TEXT UNDER STUDY:
══════
= Charley Jones' Laugh Book Magazine =

American magazine

Al Wiseman's cover for the March 1953 issue

Charley Jones' Laugh Book Magazine, aka Charley Jones' Laugh Book and Laugh Book, was a monthly digest-size cartoon and joke magazine published by Charley E. Jones at 438 North Main Street in Wichita, Kansas. Edited by Charley Jones, Ceora K. Raymond and Ken Berglund, it ran from 1943 into the mid-1960s. An earlier version was known as Laugh Book Magazine. Offering "something for everyone", it sometimes displayed the subtitle America's Foremost Humor Magazine.

Jones began publishing in 1933 with Downtown Wichita, which he called a "tattle-tale sheet'". With World War II underway, his distribution of Latrine Gazette to Army bases was so successful that he recycled the material into yet another publication, HEADliners, aimed at Navy men.

After Jones hired the former sales manager for Autopoint Pencil Company, the two made a deal with Otto Stoll of Chicago's Stoll Distribution Company (which handled Captain Billy's Whiz Bang), and they launched Charley Jones' Laugh Book in 1943 with an order of 20,000 copies to be distributed by Stoll. Initially published by Wichita's Jayhawk Press in Wichita, the publisher in 1944 was given as Joste Publishing Company in Wichita.

Soon it was national, reaching a peak of 54,000 and making a switch to distribution by Hearst, which delivered the magazine to newsstands throughout small-town America. During the 1950s, it continued to be widely circulated to military bases where a single copy was passed around, and thus the readership increased well beyond the print run.

The magazine had a staff of 11 employees, but as sales and his health diminished, Jones moved the operation into his own home (with a staff of two). In 1964, when Jones moved to New Mexico for his health, he continued to publish a monthly magazine, Picturesque New Mexico. On May 27, 1966, he died during open heart surgery in Albuquerque, New Mexico.
══════
SUPPLIED ENTRIES:
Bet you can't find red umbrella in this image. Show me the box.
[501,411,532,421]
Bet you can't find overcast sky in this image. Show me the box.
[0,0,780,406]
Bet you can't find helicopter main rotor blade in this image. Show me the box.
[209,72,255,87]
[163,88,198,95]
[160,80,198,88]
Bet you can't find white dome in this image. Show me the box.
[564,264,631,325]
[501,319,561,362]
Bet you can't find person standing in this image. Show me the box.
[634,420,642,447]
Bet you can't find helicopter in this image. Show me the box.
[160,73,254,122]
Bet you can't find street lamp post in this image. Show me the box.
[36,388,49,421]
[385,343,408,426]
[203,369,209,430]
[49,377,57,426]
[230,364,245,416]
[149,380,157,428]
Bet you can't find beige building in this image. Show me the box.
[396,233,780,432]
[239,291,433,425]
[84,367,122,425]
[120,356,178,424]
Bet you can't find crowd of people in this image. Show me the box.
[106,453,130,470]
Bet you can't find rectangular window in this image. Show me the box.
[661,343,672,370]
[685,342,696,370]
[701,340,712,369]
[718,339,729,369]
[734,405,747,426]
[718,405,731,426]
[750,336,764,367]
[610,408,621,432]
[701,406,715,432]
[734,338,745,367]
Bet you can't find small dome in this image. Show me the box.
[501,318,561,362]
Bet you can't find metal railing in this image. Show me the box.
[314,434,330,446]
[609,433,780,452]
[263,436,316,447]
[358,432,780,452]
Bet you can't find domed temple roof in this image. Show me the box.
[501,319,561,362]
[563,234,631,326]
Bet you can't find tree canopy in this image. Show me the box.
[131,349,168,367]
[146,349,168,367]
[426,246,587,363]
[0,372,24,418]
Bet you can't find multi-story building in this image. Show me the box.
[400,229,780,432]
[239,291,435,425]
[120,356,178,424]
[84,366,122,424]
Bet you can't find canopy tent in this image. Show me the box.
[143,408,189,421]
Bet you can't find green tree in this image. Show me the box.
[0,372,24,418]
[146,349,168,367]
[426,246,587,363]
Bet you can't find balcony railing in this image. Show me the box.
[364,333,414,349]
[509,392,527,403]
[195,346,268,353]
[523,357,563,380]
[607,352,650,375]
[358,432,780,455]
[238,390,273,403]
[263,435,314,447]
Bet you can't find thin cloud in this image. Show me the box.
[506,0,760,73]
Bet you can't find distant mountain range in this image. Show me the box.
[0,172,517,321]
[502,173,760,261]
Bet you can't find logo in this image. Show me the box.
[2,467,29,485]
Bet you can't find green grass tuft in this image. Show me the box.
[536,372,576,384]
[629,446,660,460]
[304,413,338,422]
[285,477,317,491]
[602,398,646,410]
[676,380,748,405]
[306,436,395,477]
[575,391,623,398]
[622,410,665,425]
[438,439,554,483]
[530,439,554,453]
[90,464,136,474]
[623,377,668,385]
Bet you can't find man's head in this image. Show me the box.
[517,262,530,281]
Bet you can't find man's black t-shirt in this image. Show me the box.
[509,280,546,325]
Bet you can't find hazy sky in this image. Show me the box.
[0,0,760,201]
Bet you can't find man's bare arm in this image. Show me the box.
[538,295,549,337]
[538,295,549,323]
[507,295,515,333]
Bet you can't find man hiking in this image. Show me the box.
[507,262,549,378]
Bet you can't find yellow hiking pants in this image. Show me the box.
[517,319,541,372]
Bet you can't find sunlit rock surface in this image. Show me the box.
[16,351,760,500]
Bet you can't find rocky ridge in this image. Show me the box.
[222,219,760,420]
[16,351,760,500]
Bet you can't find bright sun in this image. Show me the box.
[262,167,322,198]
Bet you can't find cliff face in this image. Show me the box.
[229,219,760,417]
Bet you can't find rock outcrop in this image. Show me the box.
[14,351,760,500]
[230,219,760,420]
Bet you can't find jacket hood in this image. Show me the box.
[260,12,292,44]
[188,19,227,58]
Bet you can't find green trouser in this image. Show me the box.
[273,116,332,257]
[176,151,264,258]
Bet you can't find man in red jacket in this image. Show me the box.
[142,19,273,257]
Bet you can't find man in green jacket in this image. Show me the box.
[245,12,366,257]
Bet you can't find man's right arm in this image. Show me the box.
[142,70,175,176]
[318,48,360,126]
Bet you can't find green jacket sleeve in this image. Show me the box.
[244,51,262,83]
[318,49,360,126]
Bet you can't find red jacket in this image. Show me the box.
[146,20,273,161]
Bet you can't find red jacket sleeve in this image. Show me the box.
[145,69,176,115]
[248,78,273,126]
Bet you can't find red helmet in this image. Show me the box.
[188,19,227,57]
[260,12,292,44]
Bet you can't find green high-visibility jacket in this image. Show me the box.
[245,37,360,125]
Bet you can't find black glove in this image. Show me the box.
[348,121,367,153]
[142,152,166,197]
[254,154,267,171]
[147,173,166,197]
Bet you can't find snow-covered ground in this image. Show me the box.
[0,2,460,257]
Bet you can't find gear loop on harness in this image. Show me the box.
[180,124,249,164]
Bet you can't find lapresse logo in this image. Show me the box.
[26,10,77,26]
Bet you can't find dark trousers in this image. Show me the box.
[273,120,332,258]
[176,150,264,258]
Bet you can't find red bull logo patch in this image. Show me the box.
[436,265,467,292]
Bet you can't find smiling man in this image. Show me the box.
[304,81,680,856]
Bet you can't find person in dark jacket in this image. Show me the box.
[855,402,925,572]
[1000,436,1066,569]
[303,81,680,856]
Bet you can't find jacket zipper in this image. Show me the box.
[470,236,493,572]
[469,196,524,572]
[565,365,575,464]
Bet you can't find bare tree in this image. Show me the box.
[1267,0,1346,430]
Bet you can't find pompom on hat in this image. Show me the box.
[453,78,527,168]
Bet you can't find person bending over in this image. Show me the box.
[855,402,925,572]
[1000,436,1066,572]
══════
TASK INSTRUCTIONS:
1. According to the text about Charley Jones' Laugh Book Magazine, what peak circulation did the magazine reach?
2. Transcribe the Laugh Book Magazine text from "Jones began publishing" up to and including "Company in Wichita.".

ANSWERS BY TASK:
1. 54,000

2.
Jones began publishing in 1933 with Downtown Wichita, which he called a "tattle-tale sheet'". With World War II underway, his distribution of Latrine Gazette to Army bases was so successful that he recycled the material into yet another publication, HEADliners, aimed at Navy men.

After Jones hired the former sales manager for Autopoint Pencil Company, the two made a deal with Otto Stoll of Chicago's Stoll Distribution Company (which handled Captain Billy's Whiz Bang), and they launched Charley Jones' Laugh Book in 1943 with an order of 20,000 copies to be distributed by Stoll. Initially published by Wichita's Jayhawk Press in Wichita, the publisher in 1944 was given as Joste Publishing Company in Wichita.